Data entries:
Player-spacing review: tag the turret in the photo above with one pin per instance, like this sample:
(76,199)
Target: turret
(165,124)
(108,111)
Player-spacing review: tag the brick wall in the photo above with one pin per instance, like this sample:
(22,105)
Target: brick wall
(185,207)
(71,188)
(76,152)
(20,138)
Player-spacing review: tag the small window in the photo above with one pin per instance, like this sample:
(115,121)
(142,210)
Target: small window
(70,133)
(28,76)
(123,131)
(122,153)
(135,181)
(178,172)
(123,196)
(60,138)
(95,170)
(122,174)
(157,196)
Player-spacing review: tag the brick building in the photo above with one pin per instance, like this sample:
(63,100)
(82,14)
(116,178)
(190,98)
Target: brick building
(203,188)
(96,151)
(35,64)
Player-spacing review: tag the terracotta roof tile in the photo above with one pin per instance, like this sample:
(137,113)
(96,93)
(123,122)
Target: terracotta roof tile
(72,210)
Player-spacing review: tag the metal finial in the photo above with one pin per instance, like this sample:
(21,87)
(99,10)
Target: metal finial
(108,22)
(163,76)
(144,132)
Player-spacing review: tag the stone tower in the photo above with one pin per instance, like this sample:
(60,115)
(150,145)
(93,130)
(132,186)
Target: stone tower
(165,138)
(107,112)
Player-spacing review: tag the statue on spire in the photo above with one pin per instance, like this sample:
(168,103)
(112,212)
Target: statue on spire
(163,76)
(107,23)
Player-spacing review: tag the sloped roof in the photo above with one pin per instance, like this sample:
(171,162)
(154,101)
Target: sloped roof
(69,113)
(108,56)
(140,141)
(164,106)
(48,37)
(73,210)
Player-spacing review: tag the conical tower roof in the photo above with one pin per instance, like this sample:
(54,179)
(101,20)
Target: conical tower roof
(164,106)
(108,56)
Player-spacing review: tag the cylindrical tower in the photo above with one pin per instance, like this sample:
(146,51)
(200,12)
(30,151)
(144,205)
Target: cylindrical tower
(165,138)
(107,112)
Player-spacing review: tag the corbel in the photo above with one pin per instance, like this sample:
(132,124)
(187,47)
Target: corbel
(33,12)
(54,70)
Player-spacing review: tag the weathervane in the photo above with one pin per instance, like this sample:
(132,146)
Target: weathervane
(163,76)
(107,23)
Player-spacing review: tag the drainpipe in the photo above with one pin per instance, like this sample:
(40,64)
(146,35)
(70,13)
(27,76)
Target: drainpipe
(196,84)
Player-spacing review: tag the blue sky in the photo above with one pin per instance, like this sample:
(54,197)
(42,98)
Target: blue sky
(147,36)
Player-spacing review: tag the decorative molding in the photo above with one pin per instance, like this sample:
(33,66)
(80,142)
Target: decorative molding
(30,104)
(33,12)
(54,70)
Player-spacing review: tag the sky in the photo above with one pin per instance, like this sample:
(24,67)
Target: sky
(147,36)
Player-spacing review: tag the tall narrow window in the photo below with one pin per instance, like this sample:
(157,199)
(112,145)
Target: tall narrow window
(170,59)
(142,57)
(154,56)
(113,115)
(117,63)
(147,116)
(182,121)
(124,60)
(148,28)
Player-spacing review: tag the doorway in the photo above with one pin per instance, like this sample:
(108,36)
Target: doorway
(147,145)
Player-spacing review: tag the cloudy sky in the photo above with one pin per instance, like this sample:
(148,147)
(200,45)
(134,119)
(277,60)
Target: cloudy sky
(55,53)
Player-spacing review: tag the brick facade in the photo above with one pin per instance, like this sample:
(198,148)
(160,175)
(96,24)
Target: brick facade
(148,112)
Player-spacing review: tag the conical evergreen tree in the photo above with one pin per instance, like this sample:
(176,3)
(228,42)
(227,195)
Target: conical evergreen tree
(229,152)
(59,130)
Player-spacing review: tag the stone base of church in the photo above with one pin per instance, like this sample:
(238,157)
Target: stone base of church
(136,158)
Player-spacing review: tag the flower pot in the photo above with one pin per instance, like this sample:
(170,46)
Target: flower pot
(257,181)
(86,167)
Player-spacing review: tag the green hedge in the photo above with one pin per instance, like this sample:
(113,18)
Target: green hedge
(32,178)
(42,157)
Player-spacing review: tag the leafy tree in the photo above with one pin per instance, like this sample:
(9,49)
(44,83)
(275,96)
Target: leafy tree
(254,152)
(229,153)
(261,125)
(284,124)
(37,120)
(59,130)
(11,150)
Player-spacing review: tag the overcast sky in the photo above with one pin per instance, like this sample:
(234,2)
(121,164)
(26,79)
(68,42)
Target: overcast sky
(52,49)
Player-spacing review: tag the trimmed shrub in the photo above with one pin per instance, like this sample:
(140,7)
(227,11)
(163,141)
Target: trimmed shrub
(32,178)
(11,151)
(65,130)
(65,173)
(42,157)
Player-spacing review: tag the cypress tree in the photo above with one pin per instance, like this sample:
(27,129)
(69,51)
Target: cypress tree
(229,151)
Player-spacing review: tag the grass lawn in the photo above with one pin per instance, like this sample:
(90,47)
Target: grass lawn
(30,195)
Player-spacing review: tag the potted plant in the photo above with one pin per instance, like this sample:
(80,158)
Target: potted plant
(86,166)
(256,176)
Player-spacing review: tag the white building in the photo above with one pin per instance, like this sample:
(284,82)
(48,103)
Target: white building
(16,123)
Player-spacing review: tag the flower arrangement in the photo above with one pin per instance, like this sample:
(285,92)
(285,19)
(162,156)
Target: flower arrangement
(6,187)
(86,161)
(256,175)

# [DIRECTIONS FOR THIS TASK]
Reproduce the listing above word for word.

# [THE REPLY]
Player-spacing review: tag the turret in the photo above with one pin per instance, like this sample:
(76,199)
Target: turret
(165,124)
(108,111)
Player-spacing review: tag the brick wall in the photo above with one pin per instance, like this sample:
(22,105)
Target: brick wall
(185,207)
(71,188)
(76,152)
(20,138)
Player-spacing review: tag the small window in the photo above with one pin per instance, like this sample:
(115,121)
(142,210)
Target: small window
(70,133)
(28,76)
(123,131)
(122,153)
(135,181)
(178,172)
(123,196)
(60,138)
(95,170)
(122,174)
(157,196)
Player-spacing review: tag the brick building in the photo above with one pin per instance, like this sample:
(63,100)
(82,14)
(116,178)
(190,98)
Target: brick building
(203,188)
(96,151)
(35,64)
Player-spacing review: tag the terracotta roof tile in the photo above with one pin per instance, like this sample:
(137,113)
(96,93)
(123,122)
Target: terracotta roof tile
(72,210)
Player-spacing review: tag the metal finial in the photo above with one pin per instance, like this sample:
(21,87)
(99,10)
Target: metal finial
(108,22)
(163,76)
(144,132)
Player-spacing review: tag the stone tower in the photo above with one pin per instance, like this sample:
(60,115)
(150,145)
(93,130)
(132,186)
Target: stone tower
(165,138)
(107,112)
Player-spacing review: tag the statue on spire in the photo above with one pin per instance, like this sample:
(168,103)
(112,212)
Target: statue on spire
(163,76)
(107,23)
Player-spacing review: tag the sloped roof in the photo above with one pin per instance, like this sample:
(171,162)
(154,101)
Target: sloped roof
(69,113)
(108,56)
(140,141)
(164,106)
(48,37)
(73,210)
Player-spacing review: tag the conical tower roof in the photo above with one pin per instance, like this sample:
(54,179)
(101,20)
Target: conical tower roof
(164,106)
(108,56)
Player-spacing review: tag the cylindrical tower in the photo above with one pin per instance, like this sample:
(146,51)
(200,12)
(30,151)
(144,205)
Target: cylindrical tower
(165,138)
(107,112)
Player-spacing review: tag the corbel in the photo above with one pin per instance, like this sample:
(132,124)
(187,47)
Target: corbel
(33,12)
(54,70)
Player-spacing review: tag the weathervane in the photo above with one pin per instance, like this sample:
(132,146)
Target: weathervane
(163,76)
(107,23)
Player-spacing review: tag the drainpipe in the photo above with one pin per instance, like this sample:
(40,64)
(146,35)
(70,13)
(27,76)
Target: drainpipe
(196,84)
Player-spacing review: tag the blue sky in the photo above with one pin per instance, like this sample:
(54,197)
(42,98)
Target: blue sky
(147,36)
Player-spacing review: tag the decorative molding in the photo above with one pin per instance, like this sample:
(33,66)
(80,142)
Target: decorative molding
(30,104)
(33,12)
(54,70)
Player-spacing review: tag the sky in the photo above with one pin per instance, like this sample:
(24,67)
Target: sky
(147,36)
Player-spacing review: tag the tall narrow window in the photo below with one pin per instance, like this sample:
(157,199)
(112,145)
Target: tall narrow window
(170,59)
(142,57)
(154,56)
(113,115)
(117,63)
(147,116)
(182,121)
(124,60)
(148,28)
Player-spacing review: tag the doorway in the photo above with one pin per instance, like this sample:
(108,36)
Target: doorway
(147,145)
Player-spacing review: tag the cloudy sky in the photo above with one pin per instance, like this sample:
(148,147)
(200,45)
(134,119)
(277,60)
Target: cloudy sky
(55,53)
Player-spacing review: tag the brick facade in the photo above with one pin per instance, like this sample:
(198,148)
(160,175)
(96,24)
Target: brick facade
(148,112)
Player-spacing review: tag the conical evergreen tree in the photo above with one pin per instance, like this sample:
(176,3)
(228,42)
(227,195)
Target: conical evergreen tree
(229,152)
(59,130)
Player-spacing review: tag the stone base of church in the photo above with one pin per instance, like this sample:
(238,157)
Target: stone base of church
(136,158)
Player-spacing review: tag the flower pot in the photo above with one pin per instance, like this sample:
(170,46)
Target: flower pot
(257,181)
(86,167)
Player-spacing review: tag the green hedge in the photo above with one pin per instance, like this sample:
(113,18)
Target: green hedge
(32,178)
(42,157)
Player-spacing review: tag the leafy tree in the photo above with one pin per instance, like this sample:
(9,49)
(44,83)
(275,96)
Target: leafy tree
(254,152)
(229,153)
(261,125)
(284,124)
(37,120)
(59,130)
(11,150)
Player-spacing review: tag the overcast sky in the photo above with one pin per instance, like this sample:
(234,2)
(121,164)
(26,79)
(68,42)
Target: overcast sky
(52,49)
Player-spacing review: tag the trimmed shrub in the photo above with one pin per instance, like this sample:
(140,7)
(227,11)
(163,141)
Target: trimmed shrub
(32,178)
(11,151)
(65,130)
(65,173)
(42,157)
Player-spacing review: tag the cypress tree in the photo above with one pin per instance, like this sample:
(27,129)
(69,51)
Target: cypress tree
(229,151)
Player-spacing review: tag the grass lawn in the photo above with one pin per instance, like this sample:
(90,47)
Target: grass lawn
(30,195)
Player-spacing review: tag the potted plant in the photo above with one pin per instance, like this sample:
(80,158)
Target: potted plant
(86,166)
(256,176)
Player-spacing review: tag the white building in the photo above with one pin per instance, like this sample:
(284,82)
(48,103)
Target: white building
(16,123)
Player-spacing review: tag the flower arrangement in the photo above with one pin per instance, like this sample:
(285,92)
(285,19)
(162,156)
Target: flower arrangement
(6,187)
(86,161)
(256,175)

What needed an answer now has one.